*To be done*:
Please give again the entries from the line with "Check that every instance of the tortilla" up to and including the line with "[(72, 1071), (438, 1248)]", substituting "marker" for "keypoint" and keeping everything else unchanged. Return only those lines.

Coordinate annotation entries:
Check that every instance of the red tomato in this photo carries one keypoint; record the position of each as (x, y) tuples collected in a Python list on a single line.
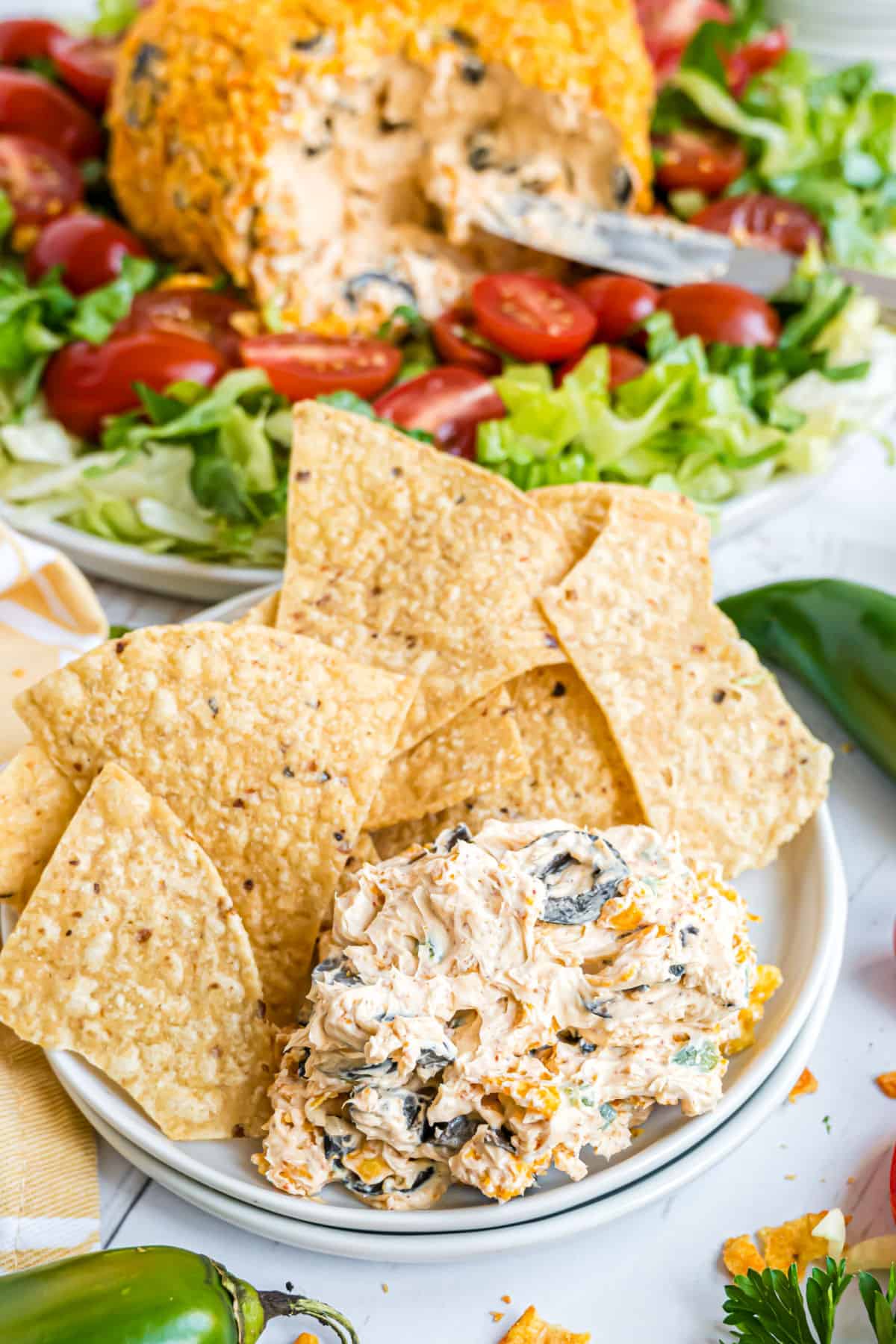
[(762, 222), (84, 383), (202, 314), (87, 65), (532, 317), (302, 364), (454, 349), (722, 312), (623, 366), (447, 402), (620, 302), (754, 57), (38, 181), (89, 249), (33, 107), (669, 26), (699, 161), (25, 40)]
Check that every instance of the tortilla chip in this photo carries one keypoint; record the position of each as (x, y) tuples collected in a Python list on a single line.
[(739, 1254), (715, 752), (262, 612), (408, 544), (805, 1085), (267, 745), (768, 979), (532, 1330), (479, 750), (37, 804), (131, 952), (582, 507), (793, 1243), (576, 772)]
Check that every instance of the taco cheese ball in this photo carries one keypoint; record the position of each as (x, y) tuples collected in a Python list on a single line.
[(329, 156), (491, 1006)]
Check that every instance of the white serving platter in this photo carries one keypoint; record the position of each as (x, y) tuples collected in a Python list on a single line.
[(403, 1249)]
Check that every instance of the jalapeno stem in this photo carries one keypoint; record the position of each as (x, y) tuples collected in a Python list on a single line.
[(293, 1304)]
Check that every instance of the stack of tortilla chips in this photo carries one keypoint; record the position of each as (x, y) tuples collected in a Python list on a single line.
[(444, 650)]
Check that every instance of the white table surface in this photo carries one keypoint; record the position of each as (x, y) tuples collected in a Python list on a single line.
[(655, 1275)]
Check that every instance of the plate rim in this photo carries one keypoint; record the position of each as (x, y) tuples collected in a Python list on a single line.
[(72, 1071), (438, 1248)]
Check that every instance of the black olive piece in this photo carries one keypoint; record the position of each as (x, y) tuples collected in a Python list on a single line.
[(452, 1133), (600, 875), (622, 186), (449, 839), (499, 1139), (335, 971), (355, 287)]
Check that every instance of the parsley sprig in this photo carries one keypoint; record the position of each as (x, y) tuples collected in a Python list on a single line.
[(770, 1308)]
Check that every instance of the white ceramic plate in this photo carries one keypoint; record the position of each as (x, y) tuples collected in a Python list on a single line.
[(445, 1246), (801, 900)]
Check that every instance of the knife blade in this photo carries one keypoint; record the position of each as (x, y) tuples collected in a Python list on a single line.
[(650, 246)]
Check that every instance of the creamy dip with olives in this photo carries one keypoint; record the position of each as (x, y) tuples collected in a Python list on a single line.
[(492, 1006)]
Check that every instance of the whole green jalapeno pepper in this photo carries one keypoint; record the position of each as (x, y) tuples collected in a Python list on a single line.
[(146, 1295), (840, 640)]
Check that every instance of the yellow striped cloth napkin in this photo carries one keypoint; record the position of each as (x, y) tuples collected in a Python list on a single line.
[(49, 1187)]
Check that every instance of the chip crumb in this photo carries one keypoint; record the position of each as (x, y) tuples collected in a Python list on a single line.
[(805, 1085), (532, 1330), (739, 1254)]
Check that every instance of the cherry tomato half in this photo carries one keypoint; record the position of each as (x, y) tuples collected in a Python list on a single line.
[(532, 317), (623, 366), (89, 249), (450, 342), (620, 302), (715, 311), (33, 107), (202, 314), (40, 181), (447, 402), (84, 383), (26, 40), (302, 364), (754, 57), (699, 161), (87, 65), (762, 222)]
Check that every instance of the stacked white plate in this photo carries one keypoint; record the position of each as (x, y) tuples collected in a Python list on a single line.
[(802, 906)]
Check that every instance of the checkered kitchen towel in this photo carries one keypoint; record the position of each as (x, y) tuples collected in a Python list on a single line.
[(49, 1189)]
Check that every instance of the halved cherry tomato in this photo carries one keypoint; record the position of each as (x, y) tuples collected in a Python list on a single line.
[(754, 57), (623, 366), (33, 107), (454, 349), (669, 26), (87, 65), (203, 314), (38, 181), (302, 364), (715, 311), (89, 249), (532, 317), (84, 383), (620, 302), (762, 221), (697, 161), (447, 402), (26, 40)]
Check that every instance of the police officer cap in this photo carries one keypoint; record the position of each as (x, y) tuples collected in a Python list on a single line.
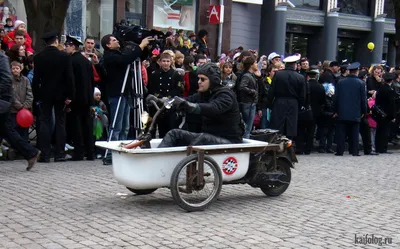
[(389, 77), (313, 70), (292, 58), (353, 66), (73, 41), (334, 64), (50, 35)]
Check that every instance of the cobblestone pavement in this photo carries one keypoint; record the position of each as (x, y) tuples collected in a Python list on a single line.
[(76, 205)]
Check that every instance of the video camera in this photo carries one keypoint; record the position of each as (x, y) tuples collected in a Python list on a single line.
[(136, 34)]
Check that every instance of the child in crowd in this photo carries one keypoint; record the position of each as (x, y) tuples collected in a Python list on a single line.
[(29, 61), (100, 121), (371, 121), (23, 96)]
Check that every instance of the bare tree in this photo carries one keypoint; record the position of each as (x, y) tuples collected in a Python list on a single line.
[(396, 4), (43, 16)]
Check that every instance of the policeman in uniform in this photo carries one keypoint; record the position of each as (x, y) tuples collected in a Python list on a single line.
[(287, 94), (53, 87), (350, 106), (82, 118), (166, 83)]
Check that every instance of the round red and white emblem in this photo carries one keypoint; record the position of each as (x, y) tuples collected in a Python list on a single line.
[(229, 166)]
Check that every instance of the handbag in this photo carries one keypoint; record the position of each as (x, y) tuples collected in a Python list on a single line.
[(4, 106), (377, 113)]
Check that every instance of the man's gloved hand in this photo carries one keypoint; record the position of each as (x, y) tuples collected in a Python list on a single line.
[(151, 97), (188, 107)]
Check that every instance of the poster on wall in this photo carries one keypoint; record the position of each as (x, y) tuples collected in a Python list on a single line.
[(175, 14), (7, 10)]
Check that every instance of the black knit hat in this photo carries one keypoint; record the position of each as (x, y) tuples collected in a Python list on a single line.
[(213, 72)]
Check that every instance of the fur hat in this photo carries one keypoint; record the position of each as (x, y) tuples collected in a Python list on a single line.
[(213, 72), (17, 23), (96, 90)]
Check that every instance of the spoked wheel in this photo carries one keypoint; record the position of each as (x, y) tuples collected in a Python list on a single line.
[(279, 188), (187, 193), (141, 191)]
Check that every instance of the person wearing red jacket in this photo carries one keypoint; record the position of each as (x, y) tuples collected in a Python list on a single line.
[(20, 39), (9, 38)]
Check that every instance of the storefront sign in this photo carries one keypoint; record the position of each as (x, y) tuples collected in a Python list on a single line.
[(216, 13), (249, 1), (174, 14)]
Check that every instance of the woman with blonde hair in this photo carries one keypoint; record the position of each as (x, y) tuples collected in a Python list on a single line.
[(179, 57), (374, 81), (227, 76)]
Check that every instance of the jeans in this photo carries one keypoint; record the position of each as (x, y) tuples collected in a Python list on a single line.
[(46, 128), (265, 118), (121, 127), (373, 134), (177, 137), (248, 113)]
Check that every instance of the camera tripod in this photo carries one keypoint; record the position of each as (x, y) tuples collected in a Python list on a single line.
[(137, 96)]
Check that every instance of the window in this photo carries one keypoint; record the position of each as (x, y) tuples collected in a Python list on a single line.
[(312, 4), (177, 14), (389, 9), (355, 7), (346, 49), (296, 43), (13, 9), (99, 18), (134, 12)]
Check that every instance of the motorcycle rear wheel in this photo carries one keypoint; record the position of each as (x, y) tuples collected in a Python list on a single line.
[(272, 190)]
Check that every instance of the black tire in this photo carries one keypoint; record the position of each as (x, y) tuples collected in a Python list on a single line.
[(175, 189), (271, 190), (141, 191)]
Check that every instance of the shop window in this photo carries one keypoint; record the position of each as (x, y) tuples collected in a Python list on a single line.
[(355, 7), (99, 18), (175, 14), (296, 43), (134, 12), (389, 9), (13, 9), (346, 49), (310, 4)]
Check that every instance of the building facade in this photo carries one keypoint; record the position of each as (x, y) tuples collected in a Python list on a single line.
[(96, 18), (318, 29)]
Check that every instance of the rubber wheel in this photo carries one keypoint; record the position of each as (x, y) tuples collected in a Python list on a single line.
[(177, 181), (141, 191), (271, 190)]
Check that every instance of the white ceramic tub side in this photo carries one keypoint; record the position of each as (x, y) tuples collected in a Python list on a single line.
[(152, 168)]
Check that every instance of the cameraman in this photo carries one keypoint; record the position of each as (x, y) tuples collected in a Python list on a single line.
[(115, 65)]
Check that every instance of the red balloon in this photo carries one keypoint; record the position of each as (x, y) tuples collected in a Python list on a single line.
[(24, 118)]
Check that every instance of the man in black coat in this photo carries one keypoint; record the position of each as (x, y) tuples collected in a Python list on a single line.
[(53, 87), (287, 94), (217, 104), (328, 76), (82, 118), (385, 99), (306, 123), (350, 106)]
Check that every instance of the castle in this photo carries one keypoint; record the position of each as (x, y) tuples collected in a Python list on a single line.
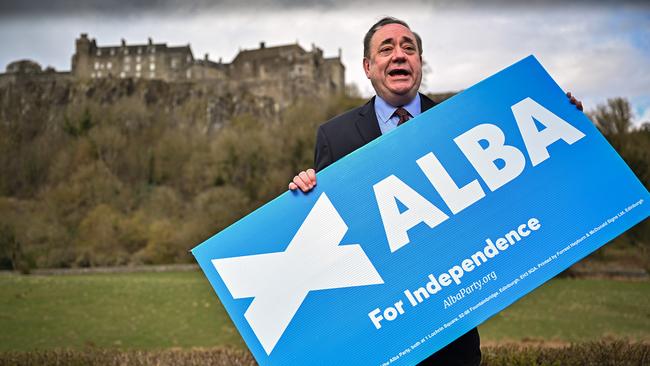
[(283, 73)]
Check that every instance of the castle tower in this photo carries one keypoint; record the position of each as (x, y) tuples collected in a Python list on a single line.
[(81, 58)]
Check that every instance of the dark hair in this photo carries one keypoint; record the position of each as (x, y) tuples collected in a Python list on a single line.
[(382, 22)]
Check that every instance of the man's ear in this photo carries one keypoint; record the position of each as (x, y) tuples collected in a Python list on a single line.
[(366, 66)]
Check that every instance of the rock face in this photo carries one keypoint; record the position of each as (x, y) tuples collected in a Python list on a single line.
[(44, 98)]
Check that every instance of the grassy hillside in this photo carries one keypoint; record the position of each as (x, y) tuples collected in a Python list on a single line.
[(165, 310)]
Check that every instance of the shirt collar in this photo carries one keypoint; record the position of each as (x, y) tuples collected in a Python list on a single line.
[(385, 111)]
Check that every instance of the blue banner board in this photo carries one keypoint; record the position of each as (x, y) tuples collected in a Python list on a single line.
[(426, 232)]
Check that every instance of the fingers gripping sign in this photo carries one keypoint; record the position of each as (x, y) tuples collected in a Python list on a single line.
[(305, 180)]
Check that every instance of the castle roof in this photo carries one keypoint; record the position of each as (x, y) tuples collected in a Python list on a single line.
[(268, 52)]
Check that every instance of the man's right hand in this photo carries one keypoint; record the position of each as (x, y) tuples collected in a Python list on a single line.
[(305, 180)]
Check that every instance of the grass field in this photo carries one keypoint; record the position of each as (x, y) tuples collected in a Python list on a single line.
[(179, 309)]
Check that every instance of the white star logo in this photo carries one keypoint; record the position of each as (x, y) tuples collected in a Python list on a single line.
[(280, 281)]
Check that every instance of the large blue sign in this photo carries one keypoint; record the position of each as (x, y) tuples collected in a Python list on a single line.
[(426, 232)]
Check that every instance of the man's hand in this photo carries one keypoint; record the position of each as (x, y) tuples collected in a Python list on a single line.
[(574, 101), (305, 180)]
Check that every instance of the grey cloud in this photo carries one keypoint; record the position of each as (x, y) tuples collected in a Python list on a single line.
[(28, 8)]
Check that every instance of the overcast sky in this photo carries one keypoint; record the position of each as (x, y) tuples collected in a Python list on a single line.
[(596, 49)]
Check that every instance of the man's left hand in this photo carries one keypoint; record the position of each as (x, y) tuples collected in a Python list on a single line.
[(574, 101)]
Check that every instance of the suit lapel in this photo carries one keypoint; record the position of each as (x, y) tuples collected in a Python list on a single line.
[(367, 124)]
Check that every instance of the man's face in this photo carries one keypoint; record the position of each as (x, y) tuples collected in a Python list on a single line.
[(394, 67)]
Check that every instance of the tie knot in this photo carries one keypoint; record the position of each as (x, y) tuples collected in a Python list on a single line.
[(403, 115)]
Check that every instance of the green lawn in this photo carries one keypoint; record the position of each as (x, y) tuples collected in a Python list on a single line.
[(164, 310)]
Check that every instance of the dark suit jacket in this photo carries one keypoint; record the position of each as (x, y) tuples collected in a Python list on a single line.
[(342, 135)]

*Correct result*:
Check that every instance of the tortilla chip in this photo carries one marker; record the position of each as (x, y) tuples collected in a Python list on a single line.
[(739, 1254), (715, 752), (262, 612), (408, 544), (805, 1085), (267, 745), (768, 979), (532, 1330), (479, 750), (37, 804), (131, 952), (582, 507), (793, 1243), (576, 772)]
Check that every instance of the taco cheese ball in this photo carries one marker; record the position of each as (x, y) tuples collected in a Python list on a single line.
[(329, 156), (491, 1006)]
Check that every instance of the white serving platter in this photo carries one marker; record the position of each as (x, y) tuples collected in a Python list on a single line.
[(403, 1249)]
Check that every instance of the jalapeno stem in this photo carries one marker; record the position of each as (x, y) tuples collected in a Python list on a single line.
[(293, 1304)]
Check that every instance of the stack of tortilla chips in this photo carries one marker; record the position of each as (x, y) tuples collected in a Python list on a single line.
[(444, 650)]
Check that every instance of the white table surface in this photo carries one marker; record the position of each as (x, y) tuples collected in a Python list on a single line.
[(655, 1275)]
Check that every instance of the plate rim in this photo carries one marker; record the position of each as (x, y) tuples collected in a Python list on a single line.
[(72, 1071), (438, 1248)]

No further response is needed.